(Excerpts from a point labeling dataset)
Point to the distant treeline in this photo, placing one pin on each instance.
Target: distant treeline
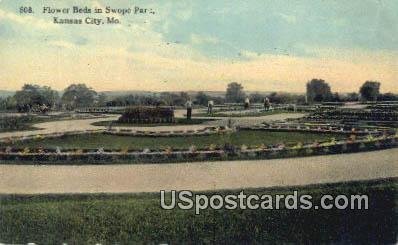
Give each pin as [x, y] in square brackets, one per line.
[37, 98]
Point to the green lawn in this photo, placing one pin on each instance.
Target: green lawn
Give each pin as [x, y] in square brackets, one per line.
[132, 218]
[247, 137]
[178, 121]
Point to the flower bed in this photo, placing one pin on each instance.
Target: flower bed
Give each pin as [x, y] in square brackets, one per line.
[211, 153]
[175, 133]
[143, 114]
[335, 129]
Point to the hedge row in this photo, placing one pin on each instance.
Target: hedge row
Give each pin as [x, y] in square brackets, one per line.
[320, 129]
[197, 132]
[141, 114]
[229, 152]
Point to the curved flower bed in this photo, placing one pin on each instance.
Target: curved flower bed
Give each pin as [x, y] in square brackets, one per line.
[211, 153]
[337, 129]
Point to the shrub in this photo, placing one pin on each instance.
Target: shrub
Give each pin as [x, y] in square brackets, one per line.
[147, 115]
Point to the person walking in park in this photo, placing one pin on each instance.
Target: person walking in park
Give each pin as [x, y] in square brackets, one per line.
[189, 109]
[210, 105]
[267, 104]
[247, 103]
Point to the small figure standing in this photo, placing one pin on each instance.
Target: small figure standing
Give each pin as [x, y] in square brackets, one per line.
[267, 104]
[210, 105]
[189, 109]
[247, 103]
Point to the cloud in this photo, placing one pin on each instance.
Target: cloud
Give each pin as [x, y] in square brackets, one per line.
[200, 39]
[291, 19]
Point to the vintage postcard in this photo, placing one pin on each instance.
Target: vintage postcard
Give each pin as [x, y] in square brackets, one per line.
[198, 122]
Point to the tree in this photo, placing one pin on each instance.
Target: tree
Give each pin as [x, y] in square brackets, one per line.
[32, 96]
[352, 97]
[235, 93]
[78, 95]
[318, 91]
[101, 99]
[387, 97]
[202, 98]
[370, 90]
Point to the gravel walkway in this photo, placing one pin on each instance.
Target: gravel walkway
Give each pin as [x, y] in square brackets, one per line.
[85, 124]
[29, 179]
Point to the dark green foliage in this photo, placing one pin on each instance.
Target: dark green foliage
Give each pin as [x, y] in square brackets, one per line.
[318, 91]
[235, 93]
[141, 114]
[370, 90]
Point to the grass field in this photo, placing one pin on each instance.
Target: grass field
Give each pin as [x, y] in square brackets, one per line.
[178, 121]
[130, 218]
[247, 137]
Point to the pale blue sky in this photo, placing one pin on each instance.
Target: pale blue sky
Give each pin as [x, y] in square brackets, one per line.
[308, 38]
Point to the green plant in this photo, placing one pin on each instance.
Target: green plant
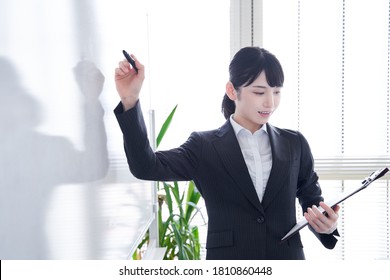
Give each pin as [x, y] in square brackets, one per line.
[176, 232]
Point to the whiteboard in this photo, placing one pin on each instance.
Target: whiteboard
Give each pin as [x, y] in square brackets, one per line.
[65, 188]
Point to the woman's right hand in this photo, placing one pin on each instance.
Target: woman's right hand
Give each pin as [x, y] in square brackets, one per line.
[128, 82]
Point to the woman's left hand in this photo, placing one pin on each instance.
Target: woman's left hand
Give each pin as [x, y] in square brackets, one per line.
[322, 223]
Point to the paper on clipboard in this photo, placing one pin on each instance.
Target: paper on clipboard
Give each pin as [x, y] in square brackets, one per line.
[343, 196]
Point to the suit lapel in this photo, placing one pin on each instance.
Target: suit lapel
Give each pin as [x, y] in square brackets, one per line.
[230, 153]
[278, 178]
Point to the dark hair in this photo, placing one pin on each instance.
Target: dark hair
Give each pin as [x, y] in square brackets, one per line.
[246, 65]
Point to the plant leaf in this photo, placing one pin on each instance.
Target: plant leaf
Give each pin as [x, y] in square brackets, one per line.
[165, 126]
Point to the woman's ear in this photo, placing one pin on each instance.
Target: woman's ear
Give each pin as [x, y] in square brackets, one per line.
[231, 91]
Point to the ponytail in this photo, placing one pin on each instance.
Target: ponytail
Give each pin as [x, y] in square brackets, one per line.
[228, 107]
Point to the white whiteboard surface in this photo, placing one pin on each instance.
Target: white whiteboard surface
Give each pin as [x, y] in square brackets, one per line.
[65, 188]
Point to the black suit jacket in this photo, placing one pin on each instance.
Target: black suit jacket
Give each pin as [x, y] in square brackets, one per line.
[239, 226]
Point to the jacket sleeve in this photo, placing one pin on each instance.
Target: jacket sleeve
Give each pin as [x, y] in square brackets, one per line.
[309, 191]
[179, 164]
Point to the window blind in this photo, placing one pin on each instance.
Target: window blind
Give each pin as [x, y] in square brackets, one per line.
[335, 55]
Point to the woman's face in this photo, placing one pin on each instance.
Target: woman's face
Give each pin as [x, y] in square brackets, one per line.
[256, 103]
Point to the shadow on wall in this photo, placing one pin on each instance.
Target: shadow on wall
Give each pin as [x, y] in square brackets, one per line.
[32, 164]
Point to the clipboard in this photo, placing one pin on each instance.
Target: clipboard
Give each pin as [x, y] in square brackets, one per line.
[340, 198]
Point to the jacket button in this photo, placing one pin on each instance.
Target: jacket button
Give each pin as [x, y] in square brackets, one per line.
[260, 220]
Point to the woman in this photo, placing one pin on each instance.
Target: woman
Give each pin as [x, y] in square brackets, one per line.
[248, 172]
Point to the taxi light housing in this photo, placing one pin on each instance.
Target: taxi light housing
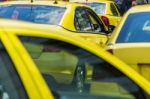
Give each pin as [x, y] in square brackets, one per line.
[105, 20]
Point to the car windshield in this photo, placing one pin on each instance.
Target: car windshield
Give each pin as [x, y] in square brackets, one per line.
[99, 8]
[36, 13]
[135, 29]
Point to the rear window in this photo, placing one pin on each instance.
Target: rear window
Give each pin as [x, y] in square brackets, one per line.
[37, 13]
[99, 8]
[135, 29]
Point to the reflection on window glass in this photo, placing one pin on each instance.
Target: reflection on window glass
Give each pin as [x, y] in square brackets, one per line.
[82, 20]
[72, 71]
[35, 13]
[135, 29]
[10, 84]
[99, 8]
[113, 9]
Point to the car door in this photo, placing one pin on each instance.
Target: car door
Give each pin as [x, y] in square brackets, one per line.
[20, 82]
[99, 77]
[89, 26]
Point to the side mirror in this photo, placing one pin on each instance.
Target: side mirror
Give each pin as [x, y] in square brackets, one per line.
[111, 28]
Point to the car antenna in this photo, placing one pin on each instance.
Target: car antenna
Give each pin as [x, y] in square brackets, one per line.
[55, 2]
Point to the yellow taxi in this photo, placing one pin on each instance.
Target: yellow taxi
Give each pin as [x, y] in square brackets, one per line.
[77, 18]
[42, 62]
[130, 41]
[107, 10]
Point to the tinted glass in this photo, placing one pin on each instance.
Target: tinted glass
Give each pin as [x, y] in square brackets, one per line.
[95, 22]
[75, 73]
[135, 29]
[10, 84]
[113, 9]
[99, 8]
[35, 13]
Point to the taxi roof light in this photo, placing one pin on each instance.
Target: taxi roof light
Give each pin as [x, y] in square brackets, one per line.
[55, 2]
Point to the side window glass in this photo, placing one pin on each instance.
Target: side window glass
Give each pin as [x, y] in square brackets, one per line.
[113, 9]
[82, 22]
[10, 84]
[96, 24]
[70, 70]
[120, 11]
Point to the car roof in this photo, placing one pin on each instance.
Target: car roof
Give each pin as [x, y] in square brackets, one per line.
[88, 1]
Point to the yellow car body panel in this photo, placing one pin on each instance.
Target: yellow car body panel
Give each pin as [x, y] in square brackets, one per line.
[30, 76]
[67, 20]
[13, 29]
[134, 54]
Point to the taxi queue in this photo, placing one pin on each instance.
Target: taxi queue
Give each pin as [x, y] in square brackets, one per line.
[73, 50]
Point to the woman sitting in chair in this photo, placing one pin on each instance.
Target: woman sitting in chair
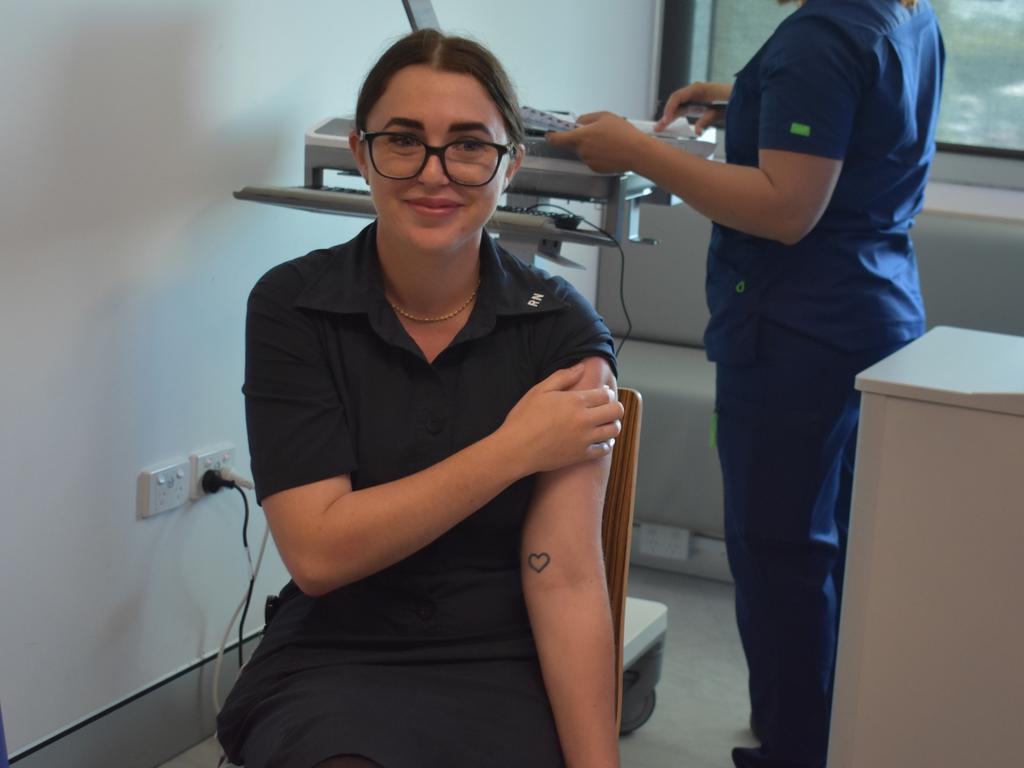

What the exercise asks:
Update all of the records above by changing "in this photo" to "in this image" wherever it appears, and keep everything else the same. Leave the pictures out of your answer.

Answer to this problem:
Point to the distant treeline in this image, placing one pin on each instance.
Target: distant treeline
Give each pin as [x, y] in square brackets, one per line.
[37, 98]
Point to the green lawn in this image, placing one pin on each instance.
Target: green lawn
Give each pin as [x, y] in square brackets, one per line.
[132, 218]
[247, 137]
[178, 121]
Point to the flower bed in this image, placing one pin on each instance.
Target: flower bed
Give each pin as [x, y] in square brackets, one per line.
[211, 153]
[175, 133]
[143, 114]
[335, 129]
Point to the hedge row in this image, placing one pin on each instance.
Target: hedge row
Give each pin as [x, y] in square brackets, one per line.
[320, 129]
[197, 132]
[141, 114]
[229, 152]
Point to the curved flower bed in this image, placing one pin on each instance.
Target: curved flower bed
Give each pin as [x, y] in square brackets, one per line.
[211, 153]
[337, 129]
Point to the shrub in this image, placing one pin on each instance.
Target: shrub
Give each pin as [x, y] in square brackets, one per line.
[147, 115]
Point to the person walking in park in this image, placing one pin on each instance.
Target: person walking in park
Give each pin as [x, y] in square brackets, one per line.
[189, 109]
[210, 105]
[267, 104]
[247, 103]
Point to the small figure standing in this image, placing one pin on each instance.
Target: small figure standing
Give each pin as [x, y] in square brackets, one per line.
[267, 104]
[210, 105]
[189, 109]
[247, 103]
Point to the cloud in this image, placing one pin on each instance.
Target: cloud
Give each pin as [x, y] in square brackets, one per line.
[200, 39]
[291, 19]
Point to the vintage postcard in this image, placing one pin on each instance.
Target: vintage postcard
Give each pin as [x, y] in square brackets, one per line.
[198, 122]
Point to the tree in this image, placing one pin on each instance.
Target: tree
Give each pin as [x, y] in square brackets, one per line.
[32, 96]
[352, 97]
[235, 93]
[78, 95]
[318, 91]
[101, 99]
[387, 97]
[202, 98]
[370, 90]
Point to the gravel walkway in this image, placing one pin on each instance.
Target: gravel walkway
Give each pin as [x, y] in square brackets, one per line.
[85, 124]
[29, 179]
Point to the dark green foliage in this image, placing one pin on each instance.
Target: dark green foliage
Give each pin as [x, y] in square brackets, one per line.
[318, 91]
[235, 93]
[141, 114]
[370, 90]
Point to the grass field in this image, placing one pin on each instance.
Target: grass field
Give each pin as [x, y] in square brackets, one per line.
[178, 121]
[130, 218]
[247, 137]
Point to the pale blue sky in this image, placing one pin on each instance.
Target: pale blue sky
Give each pin as [x, y] in square brackets, one per line.
[308, 38]
Point to the green plant in this image, placing one pin on each instance.
Target: green plant
Give each pin as [x, y] in square brackets, one per line.
[176, 232]
Point to the whiteboard in this image, placing one pin on each instance.
Target: whiteboard
Give each pin as [x, y] in square brackets, one per line.
[65, 188]
Point to the woman's right hand in this image, placing one pin on each instance.
Target: woman's right hand
Give each pin as [x, y] in square brackets, one per line.
[128, 82]
Point to the woman's left hand in this image, placing one pin on each instance.
Target: woman's left hand
Give each pin as [x, y] in square brackets, one per line.
[322, 223]
Point to the paper on clipboard in this image, placing one pin on each instance.
Target: paper on clipboard
Give each pin as [x, y] in square brackets, one per line.
[343, 196]
Point to the suit lapel in this image, placing one pin on each instance.
Target: suit lapel
Give each pin as [x, y] in square brackets, one per line.
[230, 153]
[278, 178]
Point to the dark hair in this image, placing one pin on each instance.
Target: dark hair
Give each pin as [x, y] in square brackets, one per line.
[246, 65]
Point to the plant leaf in this image, placing one pin on each instance.
Target: plant leaf
Give each pin as [x, y] in square brackets, one per line.
[165, 126]
Point to the woman's ear in this image, placing one pin on each instance.
Target: woman's ear
Give each pin as [x, y] in square brackets, one per line.
[231, 91]
Point to the ponytail in this image, placing one pin on each instance.
Target: ponytail
Give each pin as [x, y] in square brackets, one per line.
[228, 107]
Point to the white whiteboard surface in this image, placing one pin on each instance.
Target: white whiteboard surface
Give each pin as [x, y] in square brackets, one per line.
[65, 188]
Point to the black suit jacket in this image, placing one pin on each instance.
Target: black suit jacket
Give each pin as [x, y] in square brackets, one per line.
[239, 226]
Point to the jacket sleeve in this image, placing one pin on each instance.
Target: jacket sleeve
Give each pin as [x, y] in square brackets, one per line.
[309, 191]
[179, 164]
Point to the window blind in this image, placing one pin on each instance.
Target: window blind
Give each pin as [x, y] in square brackets, one per line.
[335, 55]
Point to the woman's face in this image, placing one pin on each instance.
Target: woman's face
Give each pin as [x, y] in square brackets, one per line.
[256, 103]
Point to the shadow on wall in this image, placing one pin on each instance.
Target: shadow on wall
Give each pin as [x, y] in square brackets, one per line.
[32, 164]
Point to the clipboard in this image, placing one pin on each instance.
Target: clipboard
Give each pin as [x, y] in square brackets, one per line.
[340, 198]
Point to the jacket button in this image, placing one pin on each instance.
Target: jacket button
Give each pin as [x, y] in square brackets, one per line.
[260, 220]
Point to the woman in this image, placing one pin on each instance.
Target: woman
Give each pin as [x, y] in square brackets, one per line.
[248, 172]
Point to the taxi light housing in this image, placing one pin on each instance.
Target: taxi light housing
Give each pin as [x, y] in square brackets, one per line.
[105, 20]
Point to the car windshield in this image, placing one pin on each instance.
Target: car windshield
Give each pin as [x, y] in square brackets, one per line.
[99, 8]
[36, 13]
[135, 29]
Point to the rear window in this image, placing one pin on each instance.
Target: rear window
Give each pin as [x, y] in square brackets, one per line.
[37, 13]
[99, 8]
[135, 29]
Point to the reflection on window glass in this image, placing one pin on each instance.
Target: reflection on window glass
Give each pin as [x, y] in square brackets, one per line.
[82, 20]
[72, 71]
[35, 13]
[135, 29]
[10, 84]
[99, 8]
[113, 9]
Point to the car door in this image, placing one pin on each instance.
Target: car door
Give each pin as [x, y] in square brackets, one per line.
[20, 82]
[99, 77]
[89, 26]
Point to the side mirror in this image, placing one pin on each instance.
Target: side mirror
Give each pin as [x, y] in square brackets, one per line.
[111, 28]
Point to the car antenna in this image, placing one pin on each instance.
Target: car antenna
Give each pin as [x, y] in square brackets, one per line.
[55, 2]
Point to the yellow taxi in this image, placing one pin on each instance.
Target: yellow taxi
Give each pin as [x, y] in square brackets, one per line.
[77, 18]
[42, 62]
[130, 41]
[107, 10]
Point to the tinted glass in this image, placing one pin on each instance.
Target: tinted glass
Give each pin as [x, y] in square brackets, one per line.
[95, 22]
[75, 73]
[135, 29]
[10, 84]
[113, 9]
[99, 8]
[35, 13]
Point to the taxi roof light in this image, placing one pin on each instance.
Target: taxi roof light
Give each pin as [x, y] in square brackets, one per line.
[55, 2]
Point to the side window glass in this image, placing one pin on each instance.
Target: side window glass
Give each pin as [x, y] in square brackets, one per line.
[113, 9]
[82, 22]
[10, 84]
[96, 24]
[70, 70]
[120, 11]
Point to the car roof in this image, placing one pin on each instance.
Target: car roof
Give each pin as [x, y] in square brackets, one per line.
[88, 1]
Point to the yellow car body panel in this image, placing one pin on each instance.
Target: yellow car body panel
Give each pin as [x, y] in square brackets, one per line.
[30, 76]
[67, 20]
[13, 29]
[134, 54]
Point to the taxi queue in this image, placing one pin on each instance.
Target: taxi queue
Give each pin as [x, y] in square brackets, one per line.
[73, 50]
Point to the woman sitting in chair in this image, placing one pin on each instance.
Target: woman sitting in chair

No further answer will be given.